# [KURZE ÜBUNG]
Schreiben Sie die folgenden Zeilen Zeichen für Zeichen ab.

(Datensätze zur Konturannotation)
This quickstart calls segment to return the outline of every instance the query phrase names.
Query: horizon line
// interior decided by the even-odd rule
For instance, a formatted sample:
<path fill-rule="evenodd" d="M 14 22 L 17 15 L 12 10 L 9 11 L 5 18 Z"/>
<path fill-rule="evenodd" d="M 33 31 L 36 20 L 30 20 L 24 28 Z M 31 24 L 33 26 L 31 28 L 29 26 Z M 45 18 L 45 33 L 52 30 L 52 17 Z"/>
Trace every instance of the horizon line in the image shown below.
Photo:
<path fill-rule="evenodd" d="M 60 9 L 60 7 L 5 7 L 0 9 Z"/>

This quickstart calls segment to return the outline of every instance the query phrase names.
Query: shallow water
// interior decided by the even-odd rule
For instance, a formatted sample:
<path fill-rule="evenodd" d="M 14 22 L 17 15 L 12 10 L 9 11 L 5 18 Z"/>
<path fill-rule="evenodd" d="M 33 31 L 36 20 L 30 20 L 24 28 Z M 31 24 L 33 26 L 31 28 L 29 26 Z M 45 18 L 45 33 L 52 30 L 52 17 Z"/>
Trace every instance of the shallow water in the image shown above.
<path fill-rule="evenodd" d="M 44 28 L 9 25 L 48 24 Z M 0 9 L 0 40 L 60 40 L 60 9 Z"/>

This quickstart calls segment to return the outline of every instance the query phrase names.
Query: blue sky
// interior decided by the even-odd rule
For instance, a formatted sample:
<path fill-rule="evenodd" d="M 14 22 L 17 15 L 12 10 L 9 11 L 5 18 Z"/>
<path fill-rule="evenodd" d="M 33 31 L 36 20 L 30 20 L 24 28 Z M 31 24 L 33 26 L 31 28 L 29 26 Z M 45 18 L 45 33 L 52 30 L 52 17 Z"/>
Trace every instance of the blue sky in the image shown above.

# [ANTWORT ZUR ÜBUNG]
This quickstart calls segment to return the outline of every instance the query phrase names.
Query: horizon line
// interior decided by the even-odd rule
For instance, a formatted sample:
<path fill-rule="evenodd" d="M 14 22 L 17 15 L 12 10 L 9 11 L 5 18 Z"/>
<path fill-rule="evenodd" d="M 33 31 L 36 20 L 30 20 L 24 28 Z M 31 24 L 33 26 L 31 28 L 29 26 Z M 45 18 L 45 33 L 52 30 L 52 17 Z"/>
Trace every instance of the horizon line in the image shown below.
Photo:
<path fill-rule="evenodd" d="M 60 9 L 60 7 L 5 7 L 0 9 Z"/>

This quickstart calls segment to return the outline of every instance the query phrase names.
Query: shallow water
// interior decided by the even-odd rule
For instance, a formatted sample:
<path fill-rule="evenodd" d="M 14 22 L 17 15 L 12 10 L 9 11 L 5 18 Z"/>
<path fill-rule="evenodd" d="M 33 31 L 36 20 L 30 20 L 24 28 Z M 31 24 L 33 26 L 31 28 L 29 26 Z M 45 18 L 45 33 L 52 30 L 52 17 Z"/>
Trace every instance of the shallow water in the image shown above.
<path fill-rule="evenodd" d="M 44 28 L 9 25 L 48 24 Z M 0 9 L 0 40 L 60 40 L 60 9 Z"/>

This quickstart calls segment to return the outline of every instance the query phrase names.
Query: blue sky
// interior decided by the even-odd rule
For instance, a formatted sample:
<path fill-rule="evenodd" d="M 14 22 L 17 15 L 12 10 L 9 11 L 5 18 Z"/>
<path fill-rule="evenodd" d="M 33 31 L 36 20 L 30 20 L 24 28 Z M 31 24 L 33 26 L 31 28 L 29 26 Z M 45 18 L 45 33 L 52 30 L 52 17 Z"/>
Trace every instance of the blue sky in the image shown above.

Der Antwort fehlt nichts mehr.